### CONSIGNES
Reprenez, s'il vous plaît, l'extrait ci-dessous sur les théories du rapport entre l'esprit et la matière, et poursuivez-le à partir de sa dernière phrase.

### EXTRAIT DE PAGE

Il n'y a pas de réalité psychique autonome, mais il est impossible d'établir des relations précises et surtout "nomologiques" entre les états mentaux et des états du système nerveux (irréductibilité épistémologique). Le cognitivisme est une forme de fonctionnalisme. 

- Éliminativisme

Dans cette théorie, la plus radicale (elle maintient le matérialisme après le constat d'échec du réductionnisme), les états mentaux sont des entités fictives créées par la psychologie populaire.

- Idéalisme

Selon l'idéalisme, et en particulier, l'idéalisme subjectif, tout ce qui est, est un phénomène mental. Telle qu'elle fut développée par Berkeley, cette thèse dit que tout ce qui existe, existe en tant que perçu. Dès lors, ce qui n'est pas perçu n'existe pas. La force de cette thèse, selon Berkeley, repose sur l'argument qu'il nous est impossible de désigner une réalité existante qui ne serait pas en même temps une réalité perçue. Il s'ensuit, par exemple, qu'en l'absence d'esprit percevant, le monde n'existe pas ; ainsi, en fermant les yeux, le percevant fait réellement disparaître l'ensemble des entités existantes en tant qu'elles sont perçues.

### MATÉRIEL FOURNI
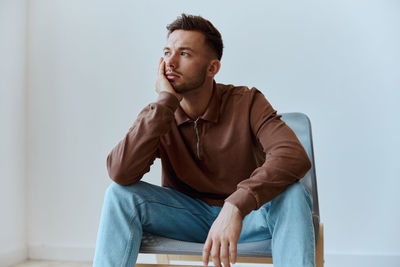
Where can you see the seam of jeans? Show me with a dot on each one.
(128, 250)
(172, 206)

### CORRIGÉ DE L'EXERCICE
Arthur Schopenhauer nuance cet idéalisme à partir de l'apport kantien. Il ne s'agit pas de nier la réalité du monde extérieur, mais d'affirmer simplement que cette réalité n'est pas absolue (à rebours de ce que pense le « réalisme naïf » qui voit le phénomène comme absolument réel) :

« L'idéalisme transcendantal ne conteste nullement la réalité empirique du monde présent devant nous. Au contraire, il dit simplement qu'il n'est pas inconditionné, puisqu'il a pour condition nos fonctions cérébrales, d'où naissent les formes de la perception intuitive, à savoir temps, espace et causalité ; en conséquence, cette réalité empirique elle-même n'est que la réalité d'une apparence phénoménale. » (Parerga et ParalipomenaFragments sur l'histoire de la philosophie)

Par ailleurs, pour Schopenhauer le problème corps-esprit est un faux problème, corps et esprit étant les deux faces d'une même réalité, l'un renvoyant à l'autre, l'esprit ne pouvant exister sans le corps (c'est-à-dire le cerveau), et le corps ne pouvant être connu que par l'esprit .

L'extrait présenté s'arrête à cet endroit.